### Page text
Por Eleazar Lara-Pantin, MD, MSc.* -
Nutritional Anemia

Anemia is one of the most important nutritional problems affecting a large number of people around the world. Low blood levels of an essential component in red blood cells called hemoglobin characterize this condition. Furthermore, this condition is closely linked to the way we eat.

The body must manufacture hemoglobin to transport the oxygen it gets from the air we breathe to each and every one of the cells. The raw material used to do this is iron. Therefore, a lack of iron can hinder the production of hemoglobin and can result in anemia.

Three conditions are very important for the body to produce hemoglobin:

  1. Iron content of foods must be sufficient.
  2. Iron must be absorbed by the intestine and transported to the blood.
  3. There must be no loss of iron in any of its forms.

Searching for iron

The first condition is achieved when we eat foods that contain iron, like red meat, fish, shellfish, viscera (like liver), legumes (lentils and beans), and some vegetables (broccoli, nuts). Iron can also come from products where iron is added during industrial processing. This can be seen in the nutritional information shown on the labels.

A proper absorption of ingested iron depends on two factors, which are related to food intake. One is the presence of substances that favor it, like fruits high in vitamin C. The other is the absence of substances that hinder its absorption, such as phylates, oxalates, and phosphates. These reach the intestine with vegetable products that contain them in large amounts. An example of these are green leafy vegetables like spinach which contains a lot of iron but does not help prevent anemia because it has a high content of substances that prevent its absorption.

### Excerpted records
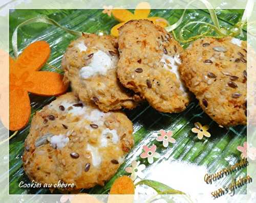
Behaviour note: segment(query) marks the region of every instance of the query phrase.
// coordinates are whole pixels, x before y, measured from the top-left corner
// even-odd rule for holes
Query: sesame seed
[[[234,98],[237,98],[240,97],[241,95],[242,94],[241,94],[240,93],[236,92],[232,94],[232,97]]]
[[[51,120],[54,120],[55,119],[55,117],[53,115],[50,115],[48,116],[48,118]]]
[[[142,72],[143,71],[143,69],[141,68],[137,68],[136,70],[135,70],[135,72],[138,73],[140,73],[141,72]]]
[[[64,111],[65,110],[65,107],[64,107],[63,106],[60,105],[59,107],[59,109],[60,111]]]
[[[236,76],[236,75],[231,75],[230,76],[230,80],[232,81],[236,81],[238,79],[238,77],[237,76]]]
[[[210,45],[210,44],[209,43],[204,43],[203,44],[203,46],[204,47],[206,47],[206,46],[208,46]]]
[[[146,85],[148,88],[151,88],[152,87],[152,84],[149,80],[146,80]]]
[[[111,160],[111,163],[113,164],[118,164],[119,163],[118,162],[118,161],[117,161],[116,159],[112,159]]]
[[[94,96],[93,97],[93,102],[94,102],[95,103],[99,102],[99,99],[98,98],[98,97],[96,97],[96,96]]]
[[[209,59],[206,59],[204,61],[204,63],[212,63],[212,61],[209,60]]]
[[[77,153],[70,153],[70,156],[72,158],[74,159],[77,159],[78,157],[79,157],[79,154]]]
[[[216,75],[213,73],[212,72],[208,72],[207,73],[207,76],[208,78],[216,78]]]
[[[206,99],[205,99],[205,98],[203,98],[202,100],[202,102],[203,103],[203,104],[204,105],[204,106],[205,107],[207,107],[208,106],[208,102],[207,101]]]
[[[168,54],[168,52],[167,51],[167,49],[165,47],[163,47],[163,53],[164,53],[164,54]]]
[[[86,167],[84,167],[84,171],[88,172],[90,170],[90,168],[91,167],[91,164],[90,163],[87,163],[86,164]]]
[[[74,107],[82,107],[83,106],[83,105],[82,103],[78,103],[78,104],[75,104],[74,105],[73,105]]]
[[[90,126],[91,127],[92,127],[93,129],[96,129],[98,128],[99,128],[99,126],[98,126],[98,125],[96,124],[90,124]]]
[[[116,55],[116,53],[115,52],[113,52],[112,50],[109,50],[109,53],[113,57]]]
[[[62,126],[65,129],[68,129],[68,126],[66,125],[62,124]]]
[[[232,81],[229,82],[227,84],[229,87],[232,87],[232,88],[236,88],[238,87],[238,85]]]

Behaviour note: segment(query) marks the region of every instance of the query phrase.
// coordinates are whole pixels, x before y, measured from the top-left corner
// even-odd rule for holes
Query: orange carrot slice
[[[10,91],[10,125],[11,131],[22,129],[30,116],[30,102],[27,91],[20,89]]]
[[[62,81],[61,74],[36,71],[47,61],[50,53],[47,42],[39,41],[28,46],[16,61],[10,57],[10,130],[20,130],[28,122],[31,109],[28,92],[53,96],[67,90],[68,84]]]
[[[141,2],[136,6],[134,11],[136,18],[146,19],[150,13],[150,5],[147,2]]]
[[[32,93],[41,96],[58,95],[67,90],[63,75],[53,72],[35,71],[31,72],[24,88]]]
[[[126,9],[114,9],[112,10],[114,17],[119,22],[125,22],[134,18],[134,15]]]
[[[117,25],[114,26],[112,29],[110,31],[110,34],[111,36],[113,37],[118,37],[118,35],[119,34],[119,32],[118,31],[118,28],[119,28],[120,27],[123,26],[125,22],[121,22],[119,24],[117,24]]]
[[[133,194],[135,187],[133,181],[127,175],[116,179],[110,189],[110,194]]]
[[[37,41],[30,44],[19,56],[15,63],[15,72],[40,70],[49,58],[51,49],[45,41]]]

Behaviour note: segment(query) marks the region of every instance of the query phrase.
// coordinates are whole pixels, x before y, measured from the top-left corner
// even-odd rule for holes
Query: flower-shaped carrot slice
[[[31,114],[28,92],[41,96],[64,93],[68,84],[56,72],[38,71],[47,61],[51,52],[45,41],[34,42],[14,61],[10,59],[9,129],[16,131],[28,122]]]
[[[119,35],[118,28],[131,20],[147,19],[163,28],[166,27],[168,25],[168,22],[164,18],[159,17],[148,17],[150,13],[150,5],[147,2],[141,2],[137,6],[134,14],[126,9],[115,9],[113,10],[113,16],[120,23],[112,28],[111,35],[113,37],[118,37]]]

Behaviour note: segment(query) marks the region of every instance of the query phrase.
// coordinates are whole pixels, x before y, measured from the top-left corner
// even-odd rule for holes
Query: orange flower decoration
[[[68,84],[63,76],[53,72],[38,71],[46,63],[51,49],[48,43],[39,41],[30,44],[16,60],[10,57],[10,122],[11,131],[28,123],[31,114],[28,92],[41,96],[64,93]]]
[[[126,9],[114,9],[113,10],[112,15],[120,23],[112,28],[111,31],[111,35],[115,37],[118,37],[118,28],[131,20],[146,19],[162,28],[166,27],[168,25],[168,22],[164,18],[159,17],[148,17],[150,13],[150,5],[147,2],[141,2],[137,6],[134,14]]]

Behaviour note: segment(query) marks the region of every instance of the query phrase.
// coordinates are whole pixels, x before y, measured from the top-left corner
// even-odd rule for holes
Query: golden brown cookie
[[[104,112],[135,108],[140,98],[117,78],[118,51],[109,36],[84,34],[69,45],[61,66],[72,91],[82,101],[95,103]]]
[[[231,37],[195,41],[182,57],[181,77],[220,125],[246,124],[246,42]]]
[[[133,146],[132,132],[123,113],[103,113],[68,93],[34,116],[25,143],[25,171],[43,184],[73,183],[70,189],[103,185]]]
[[[180,79],[183,49],[164,29],[147,20],[119,29],[117,74],[124,87],[140,94],[162,112],[180,112],[189,98]]]

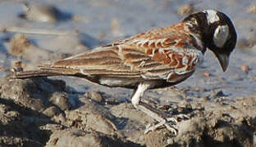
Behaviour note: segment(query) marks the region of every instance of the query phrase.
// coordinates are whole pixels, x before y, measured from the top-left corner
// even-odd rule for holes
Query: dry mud
[[[198,99],[184,106],[154,105],[173,116],[190,116],[179,122],[178,135],[174,136],[165,128],[144,134],[147,123],[153,120],[130,103],[106,103],[101,100],[103,95],[95,91],[69,91],[62,80],[5,78],[0,87],[3,146],[256,145],[253,96],[217,102]]]
[[[0,146],[256,146],[255,1],[34,0],[29,11],[21,2],[0,1]],[[132,106],[131,90],[7,77],[205,9],[227,14],[237,29],[227,71],[207,51],[189,79],[143,98],[190,118],[179,120],[176,136],[164,127],[144,133],[154,120]]]

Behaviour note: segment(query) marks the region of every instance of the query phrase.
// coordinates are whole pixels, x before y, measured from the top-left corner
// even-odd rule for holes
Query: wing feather
[[[140,33],[56,61],[51,68],[72,69],[85,75],[173,81],[177,75],[193,73],[203,56],[200,51],[187,44],[191,41],[189,34],[177,33],[181,27],[184,26]]]

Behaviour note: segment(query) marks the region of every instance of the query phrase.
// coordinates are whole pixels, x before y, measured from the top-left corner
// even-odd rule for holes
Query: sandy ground
[[[33,2],[25,11],[21,1],[0,1],[1,146],[256,146],[256,1]],[[230,16],[239,34],[227,71],[208,51],[188,80],[144,97],[167,116],[190,116],[176,136],[165,128],[144,133],[154,121],[133,108],[131,90],[6,77],[208,8]]]

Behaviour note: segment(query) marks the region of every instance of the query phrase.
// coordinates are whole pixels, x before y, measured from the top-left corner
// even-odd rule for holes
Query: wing
[[[72,69],[85,75],[166,79],[194,70],[202,52],[191,46],[181,24],[140,33],[91,52],[58,60],[51,68]]]

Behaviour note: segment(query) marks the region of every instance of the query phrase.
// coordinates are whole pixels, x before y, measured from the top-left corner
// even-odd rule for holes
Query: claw
[[[160,127],[162,126],[165,126],[167,127],[167,130],[169,130],[171,133],[174,134],[174,136],[176,136],[177,135],[177,129],[173,126],[173,125],[176,125],[177,124],[177,121],[176,118],[167,118],[167,122],[166,120],[163,120],[155,125],[148,125],[146,127],[146,129],[145,129],[145,131],[144,131],[144,134],[147,134],[149,133],[149,131],[154,131],[155,130],[157,130],[158,128],[159,128]],[[171,123],[173,123],[173,124],[170,124]]]
[[[190,119],[190,117],[185,114],[179,114],[177,115],[177,119]],[[174,134],[174,136],[176,136],[178,129],[175,127],[175,125],[178,123],[177,119],[175,118],[167,118],[166,120],[161,121],[155,125],[149,124],[146,127],[144,134],[147,134],[149,131],[154,131],[155,130],[164,125],[167,130]]]
[[[188,115],[183,114],[178,114],[177,118],[178,119],[190,119],[190,118]]]

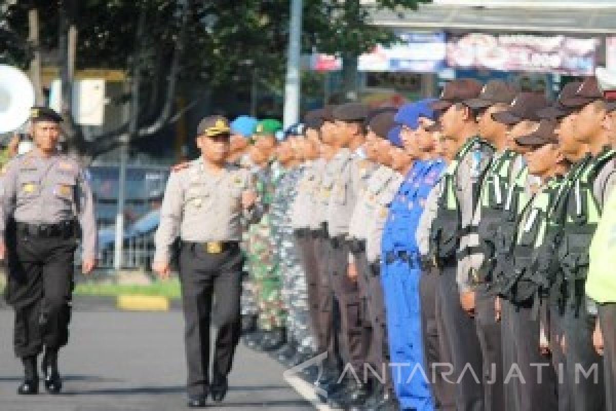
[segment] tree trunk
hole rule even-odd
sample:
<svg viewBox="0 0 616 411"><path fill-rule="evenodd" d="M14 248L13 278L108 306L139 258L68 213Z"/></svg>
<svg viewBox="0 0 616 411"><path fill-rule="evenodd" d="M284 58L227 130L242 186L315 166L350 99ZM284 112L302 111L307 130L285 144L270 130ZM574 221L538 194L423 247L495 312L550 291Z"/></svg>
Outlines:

### Work instruction 1
In the anemia text, list the iron-containing foods named in the sentence that begins "The first condition is achieved when we eat foods".
### Work instruction 2
Extend the text on nutritional anemia, picking up after its final sentence.

### Final answer 1
- Red meat
- Fish
- Shellfish
- Viscera (like liver)
- Legumes (lentils and beans)
- Some vegetables (broccoli, nuts)

### Final answer 2
Iron loss

In addition, iron loss can take place as a result of processes associated with diseases like tumors, injuries that cause bleeding, and intestinal parasites, or with normal processes like menstruation in women. Bleeding every month can lead a woman to underestimate the amount of iron she needs to replace blood lost with each period, which can contribute to the development of anemia or predispose women with a history of heavy menstruation to develop anemia when they become pregnant.

The lack of another nutrient, folic acid, can also lead to the development of anemia. This nutrient is essential for the maturation of red blood cells. If we don’t consume sufficient amounts of folic acid from its main sources (fruits, green leafy vegetables, beans, peanuts, broccoli, asparagus, lentils, and whole-grain products) we can suffer from a type of anemia characterized by the presence of abnormal red blood cells.